## What you need to do
Revise the lines starting at the one containing "In this photo, where can the sandy" and ending at the one containing "(1103, 457)", putting "one point for each instance" in place of "one point per instance" and leaving everything else unchanged.

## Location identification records
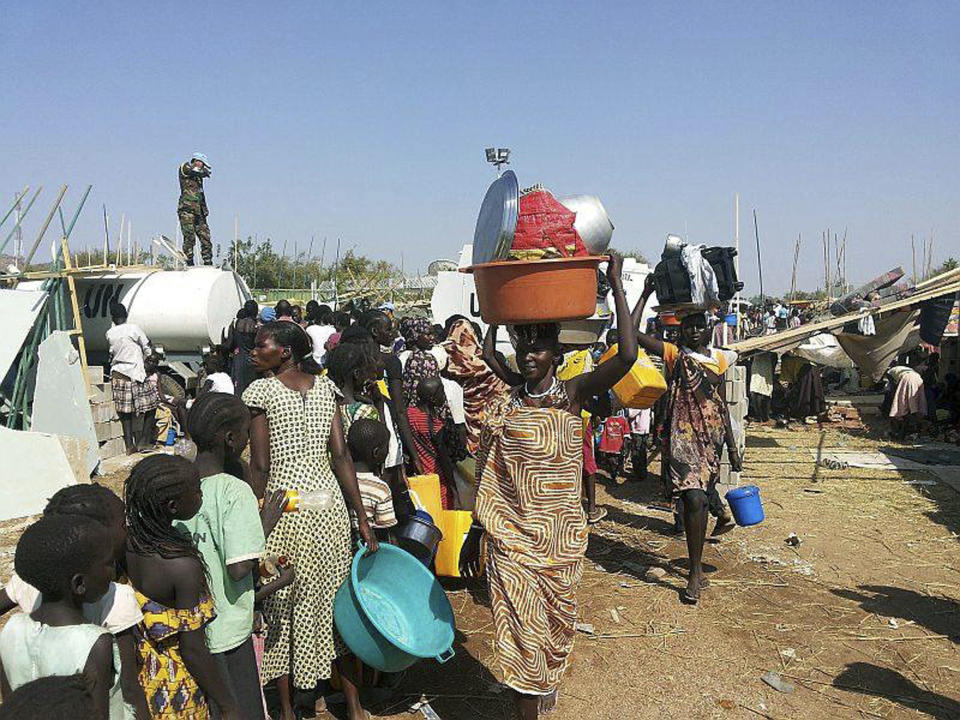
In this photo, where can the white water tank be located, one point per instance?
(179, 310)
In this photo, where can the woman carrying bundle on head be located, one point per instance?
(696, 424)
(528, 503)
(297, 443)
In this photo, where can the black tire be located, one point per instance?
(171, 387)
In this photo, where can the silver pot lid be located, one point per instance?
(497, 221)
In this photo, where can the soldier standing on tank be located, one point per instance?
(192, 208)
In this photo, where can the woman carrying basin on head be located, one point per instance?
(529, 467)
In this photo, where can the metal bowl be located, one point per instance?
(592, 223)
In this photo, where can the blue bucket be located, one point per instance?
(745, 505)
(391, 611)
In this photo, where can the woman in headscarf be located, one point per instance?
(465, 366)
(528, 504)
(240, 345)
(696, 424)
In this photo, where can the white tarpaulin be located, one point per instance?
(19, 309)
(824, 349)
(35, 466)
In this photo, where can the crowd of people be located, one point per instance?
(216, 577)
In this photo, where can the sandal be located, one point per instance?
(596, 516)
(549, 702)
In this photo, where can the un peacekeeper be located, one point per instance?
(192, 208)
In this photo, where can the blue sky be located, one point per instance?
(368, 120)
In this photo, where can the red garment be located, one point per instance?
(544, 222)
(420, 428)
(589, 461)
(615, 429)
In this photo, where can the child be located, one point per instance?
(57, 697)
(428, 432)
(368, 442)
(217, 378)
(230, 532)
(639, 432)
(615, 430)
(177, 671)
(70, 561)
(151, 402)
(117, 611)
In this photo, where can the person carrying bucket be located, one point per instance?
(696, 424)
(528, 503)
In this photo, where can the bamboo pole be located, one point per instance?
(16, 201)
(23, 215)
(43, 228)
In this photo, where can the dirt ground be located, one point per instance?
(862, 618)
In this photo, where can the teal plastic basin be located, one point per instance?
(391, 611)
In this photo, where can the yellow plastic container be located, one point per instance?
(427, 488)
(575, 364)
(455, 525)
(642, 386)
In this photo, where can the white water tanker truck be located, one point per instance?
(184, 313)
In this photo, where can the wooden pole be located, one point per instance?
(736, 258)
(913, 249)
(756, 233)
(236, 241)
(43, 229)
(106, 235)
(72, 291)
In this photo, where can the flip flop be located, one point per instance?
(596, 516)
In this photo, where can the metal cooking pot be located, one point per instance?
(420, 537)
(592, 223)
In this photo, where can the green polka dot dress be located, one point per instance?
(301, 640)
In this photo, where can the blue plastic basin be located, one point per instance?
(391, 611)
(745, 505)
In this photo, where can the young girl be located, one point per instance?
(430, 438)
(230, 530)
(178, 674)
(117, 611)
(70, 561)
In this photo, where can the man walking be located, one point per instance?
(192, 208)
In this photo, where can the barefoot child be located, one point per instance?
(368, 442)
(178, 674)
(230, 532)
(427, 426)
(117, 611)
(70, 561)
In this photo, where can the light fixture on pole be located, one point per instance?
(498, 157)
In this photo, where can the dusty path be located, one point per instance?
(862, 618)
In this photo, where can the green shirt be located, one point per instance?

--

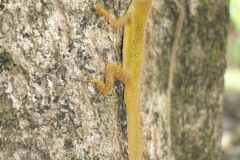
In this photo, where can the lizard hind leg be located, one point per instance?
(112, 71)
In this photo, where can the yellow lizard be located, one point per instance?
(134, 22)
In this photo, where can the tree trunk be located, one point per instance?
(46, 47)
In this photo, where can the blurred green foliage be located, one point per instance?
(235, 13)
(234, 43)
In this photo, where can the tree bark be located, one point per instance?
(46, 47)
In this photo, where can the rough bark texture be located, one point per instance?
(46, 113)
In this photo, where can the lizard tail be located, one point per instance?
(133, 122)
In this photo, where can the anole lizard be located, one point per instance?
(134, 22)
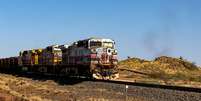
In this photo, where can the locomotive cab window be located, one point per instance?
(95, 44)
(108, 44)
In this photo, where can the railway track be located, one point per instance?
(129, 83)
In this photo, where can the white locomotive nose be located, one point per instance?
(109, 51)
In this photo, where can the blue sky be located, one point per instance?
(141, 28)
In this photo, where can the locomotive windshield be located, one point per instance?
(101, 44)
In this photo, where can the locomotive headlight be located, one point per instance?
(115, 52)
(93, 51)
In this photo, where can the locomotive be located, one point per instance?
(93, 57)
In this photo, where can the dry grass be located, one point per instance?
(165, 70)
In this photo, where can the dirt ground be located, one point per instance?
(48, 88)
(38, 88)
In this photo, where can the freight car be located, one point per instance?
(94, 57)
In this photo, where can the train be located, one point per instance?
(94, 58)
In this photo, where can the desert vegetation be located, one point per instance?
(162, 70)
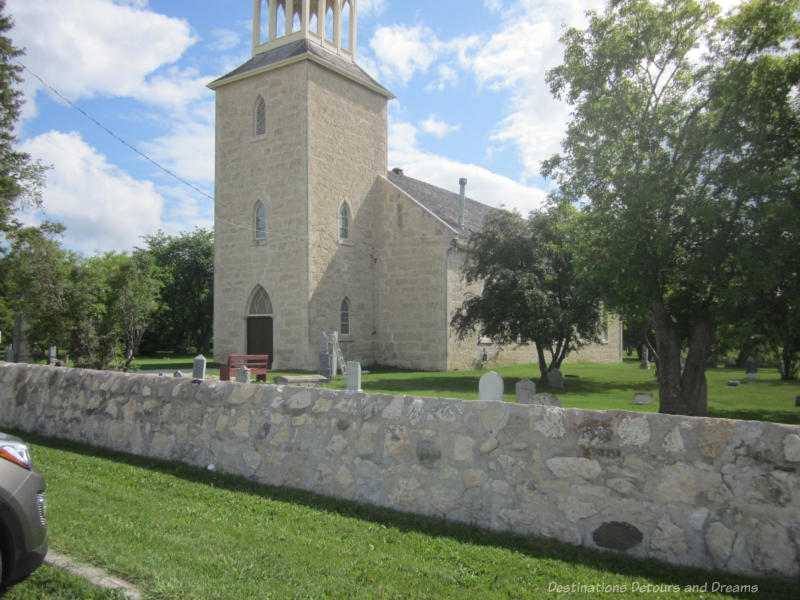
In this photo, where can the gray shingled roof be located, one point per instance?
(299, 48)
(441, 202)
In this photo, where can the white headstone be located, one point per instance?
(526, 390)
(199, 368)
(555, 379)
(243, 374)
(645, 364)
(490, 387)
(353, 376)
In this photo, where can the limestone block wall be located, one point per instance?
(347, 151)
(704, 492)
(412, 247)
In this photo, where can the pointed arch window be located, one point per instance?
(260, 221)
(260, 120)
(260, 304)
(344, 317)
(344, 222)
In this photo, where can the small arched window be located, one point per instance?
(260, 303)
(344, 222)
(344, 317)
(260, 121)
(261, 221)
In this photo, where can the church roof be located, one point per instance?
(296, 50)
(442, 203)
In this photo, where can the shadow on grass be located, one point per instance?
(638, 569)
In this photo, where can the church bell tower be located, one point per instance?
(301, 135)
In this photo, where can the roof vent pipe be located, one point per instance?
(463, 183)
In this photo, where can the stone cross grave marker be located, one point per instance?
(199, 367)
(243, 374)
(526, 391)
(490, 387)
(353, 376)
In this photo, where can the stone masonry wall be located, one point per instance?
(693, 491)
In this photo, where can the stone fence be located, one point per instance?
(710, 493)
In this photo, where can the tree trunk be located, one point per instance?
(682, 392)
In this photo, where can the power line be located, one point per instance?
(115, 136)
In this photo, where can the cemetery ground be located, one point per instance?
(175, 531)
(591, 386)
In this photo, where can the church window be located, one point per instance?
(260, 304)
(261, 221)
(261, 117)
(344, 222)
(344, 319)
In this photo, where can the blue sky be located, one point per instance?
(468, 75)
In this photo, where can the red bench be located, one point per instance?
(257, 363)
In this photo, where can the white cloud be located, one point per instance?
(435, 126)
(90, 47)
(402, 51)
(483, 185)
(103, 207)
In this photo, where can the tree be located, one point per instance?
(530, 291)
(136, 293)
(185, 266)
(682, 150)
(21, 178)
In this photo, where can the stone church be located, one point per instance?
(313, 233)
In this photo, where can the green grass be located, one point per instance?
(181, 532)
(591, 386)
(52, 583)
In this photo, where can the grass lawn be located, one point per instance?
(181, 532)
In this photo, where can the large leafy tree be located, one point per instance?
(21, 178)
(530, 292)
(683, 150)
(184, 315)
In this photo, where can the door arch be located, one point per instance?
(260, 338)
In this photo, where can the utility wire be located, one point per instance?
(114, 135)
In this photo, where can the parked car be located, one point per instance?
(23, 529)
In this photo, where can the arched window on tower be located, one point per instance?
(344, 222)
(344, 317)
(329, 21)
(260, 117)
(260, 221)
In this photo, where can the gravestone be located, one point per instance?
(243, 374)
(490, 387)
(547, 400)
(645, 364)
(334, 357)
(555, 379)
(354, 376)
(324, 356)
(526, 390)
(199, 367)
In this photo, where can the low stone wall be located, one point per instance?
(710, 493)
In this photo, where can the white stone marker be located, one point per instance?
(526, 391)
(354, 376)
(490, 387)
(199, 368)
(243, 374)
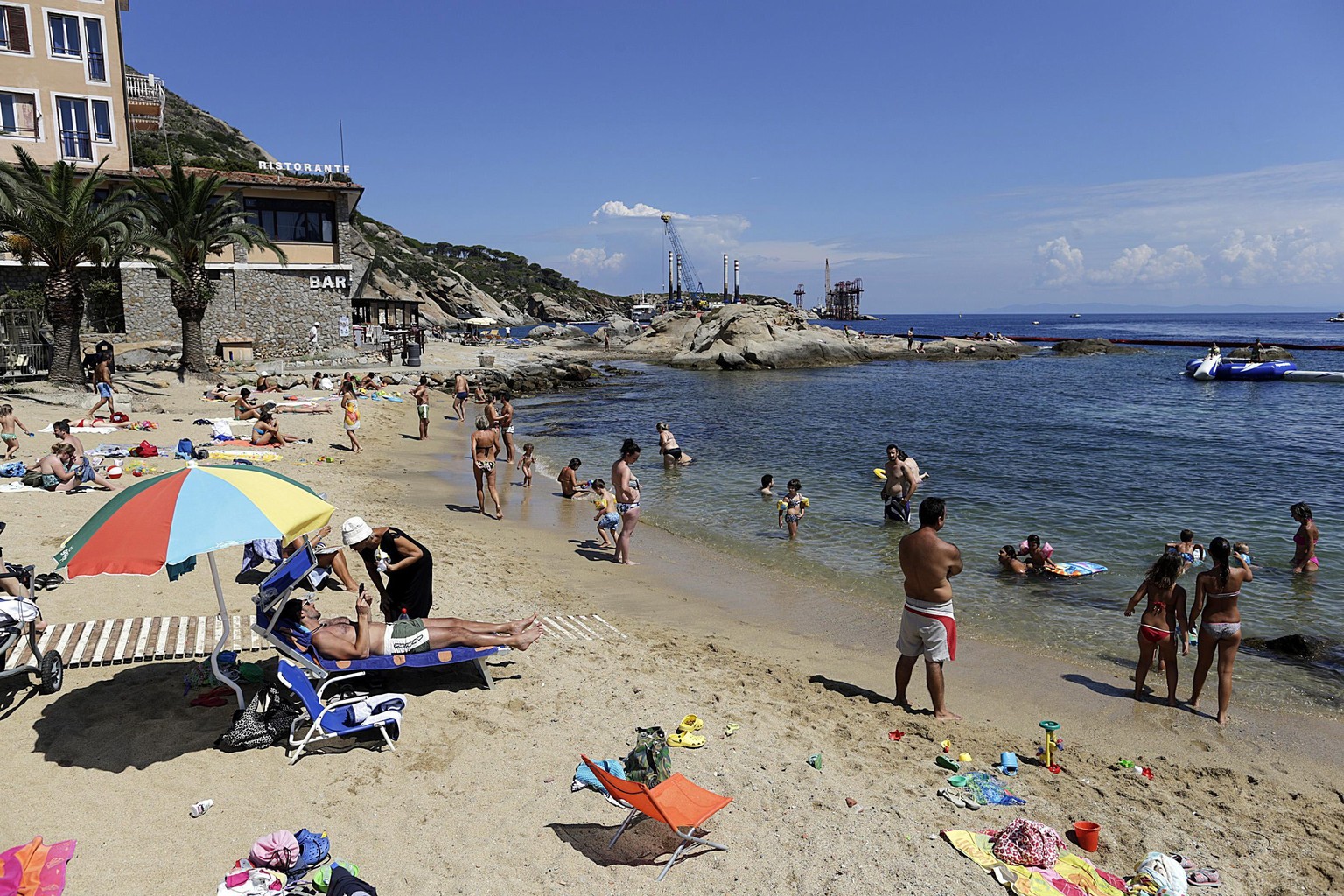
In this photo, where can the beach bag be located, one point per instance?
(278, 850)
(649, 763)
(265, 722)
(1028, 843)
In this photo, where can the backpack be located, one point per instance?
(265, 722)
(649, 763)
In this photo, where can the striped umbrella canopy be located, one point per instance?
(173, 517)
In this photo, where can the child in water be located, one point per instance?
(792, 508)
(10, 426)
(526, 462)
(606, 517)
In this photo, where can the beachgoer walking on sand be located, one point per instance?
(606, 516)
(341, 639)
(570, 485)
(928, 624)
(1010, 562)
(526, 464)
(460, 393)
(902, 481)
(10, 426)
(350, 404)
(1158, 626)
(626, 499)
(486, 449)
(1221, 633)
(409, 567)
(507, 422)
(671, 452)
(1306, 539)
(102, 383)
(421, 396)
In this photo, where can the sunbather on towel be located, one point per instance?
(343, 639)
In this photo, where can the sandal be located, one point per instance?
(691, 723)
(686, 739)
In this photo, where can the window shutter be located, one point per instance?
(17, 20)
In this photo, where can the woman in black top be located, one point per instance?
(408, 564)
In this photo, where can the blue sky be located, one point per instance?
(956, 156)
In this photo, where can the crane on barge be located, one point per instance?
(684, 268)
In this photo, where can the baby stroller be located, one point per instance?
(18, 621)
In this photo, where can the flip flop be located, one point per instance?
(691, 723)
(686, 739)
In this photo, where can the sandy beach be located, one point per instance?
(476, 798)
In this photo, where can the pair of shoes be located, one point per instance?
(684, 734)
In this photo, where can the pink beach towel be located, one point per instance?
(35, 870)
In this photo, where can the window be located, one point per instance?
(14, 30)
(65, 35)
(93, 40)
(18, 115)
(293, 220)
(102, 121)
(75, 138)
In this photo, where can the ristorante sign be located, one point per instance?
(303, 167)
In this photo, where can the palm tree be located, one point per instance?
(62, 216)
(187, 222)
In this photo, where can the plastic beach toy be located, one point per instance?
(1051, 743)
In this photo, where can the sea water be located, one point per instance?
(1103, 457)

* * *

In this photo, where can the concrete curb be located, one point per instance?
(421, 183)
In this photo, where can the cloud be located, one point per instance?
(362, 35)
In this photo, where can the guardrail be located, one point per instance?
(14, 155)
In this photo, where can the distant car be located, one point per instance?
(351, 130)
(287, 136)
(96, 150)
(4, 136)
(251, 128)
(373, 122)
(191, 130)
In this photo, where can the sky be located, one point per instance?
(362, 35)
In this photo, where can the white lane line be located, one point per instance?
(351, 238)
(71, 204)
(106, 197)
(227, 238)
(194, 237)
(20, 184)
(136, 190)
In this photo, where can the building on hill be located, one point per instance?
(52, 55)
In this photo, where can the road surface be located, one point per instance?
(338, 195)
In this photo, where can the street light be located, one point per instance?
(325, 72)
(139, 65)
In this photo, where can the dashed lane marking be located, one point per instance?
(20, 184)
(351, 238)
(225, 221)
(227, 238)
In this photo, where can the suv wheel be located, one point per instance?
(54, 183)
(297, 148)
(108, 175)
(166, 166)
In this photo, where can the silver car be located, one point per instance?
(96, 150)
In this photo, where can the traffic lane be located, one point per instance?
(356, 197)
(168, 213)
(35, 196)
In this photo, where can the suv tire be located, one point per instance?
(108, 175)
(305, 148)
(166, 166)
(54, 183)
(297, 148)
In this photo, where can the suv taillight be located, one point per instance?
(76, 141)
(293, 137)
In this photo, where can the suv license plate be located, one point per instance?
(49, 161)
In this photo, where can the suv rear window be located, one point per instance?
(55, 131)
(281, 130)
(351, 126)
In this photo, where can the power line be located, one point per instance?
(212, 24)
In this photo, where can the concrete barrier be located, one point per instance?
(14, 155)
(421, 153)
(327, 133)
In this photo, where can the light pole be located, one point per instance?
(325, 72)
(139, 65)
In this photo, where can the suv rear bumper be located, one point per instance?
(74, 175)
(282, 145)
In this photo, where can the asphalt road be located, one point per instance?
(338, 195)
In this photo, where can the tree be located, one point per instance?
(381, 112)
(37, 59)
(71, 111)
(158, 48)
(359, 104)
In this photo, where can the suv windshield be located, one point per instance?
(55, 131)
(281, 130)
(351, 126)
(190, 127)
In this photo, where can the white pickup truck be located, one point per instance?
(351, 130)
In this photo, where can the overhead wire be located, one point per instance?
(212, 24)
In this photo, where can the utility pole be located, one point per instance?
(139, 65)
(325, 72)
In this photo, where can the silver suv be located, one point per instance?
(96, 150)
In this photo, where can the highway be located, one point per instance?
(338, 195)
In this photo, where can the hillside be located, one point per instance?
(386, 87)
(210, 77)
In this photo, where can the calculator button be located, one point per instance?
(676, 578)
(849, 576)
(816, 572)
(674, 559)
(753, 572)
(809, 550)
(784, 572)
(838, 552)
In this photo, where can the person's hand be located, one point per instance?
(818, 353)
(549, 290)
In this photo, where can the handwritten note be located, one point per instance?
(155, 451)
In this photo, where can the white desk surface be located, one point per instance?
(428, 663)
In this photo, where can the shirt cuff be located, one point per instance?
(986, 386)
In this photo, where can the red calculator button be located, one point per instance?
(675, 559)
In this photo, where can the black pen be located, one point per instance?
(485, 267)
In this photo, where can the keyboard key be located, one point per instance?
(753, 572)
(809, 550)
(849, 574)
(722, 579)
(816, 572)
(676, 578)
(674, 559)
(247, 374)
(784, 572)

## Answer to this exercise
In this photo, where can the sandy beach be located, one point for each instance?
(476, 798)
In this photo, where can the pair of shoes be located, one point for each instance?
(684, 734)
In this photo, where can the pink beach towel be located, one point for each instance?
(35, 870)
In this photo, where can the window be located, one point for each instance?
(14, 30)
(65, 35)
(93, 40)
(18, 115)
(293, 220)
(102, 121)
(75, 138)
In this photo, where can the ristorante sign be located, one point for each instance?
(303, 167)
In this photo, where can the palm tree be located, one point for each instance?
(62, 216)
(187, 222)
In this photo, where can the plastic beach toy be located, one point for each instance?
(1051, 743)
In this photo, where can the sea water be located, one point for each instance?
(1103, 457)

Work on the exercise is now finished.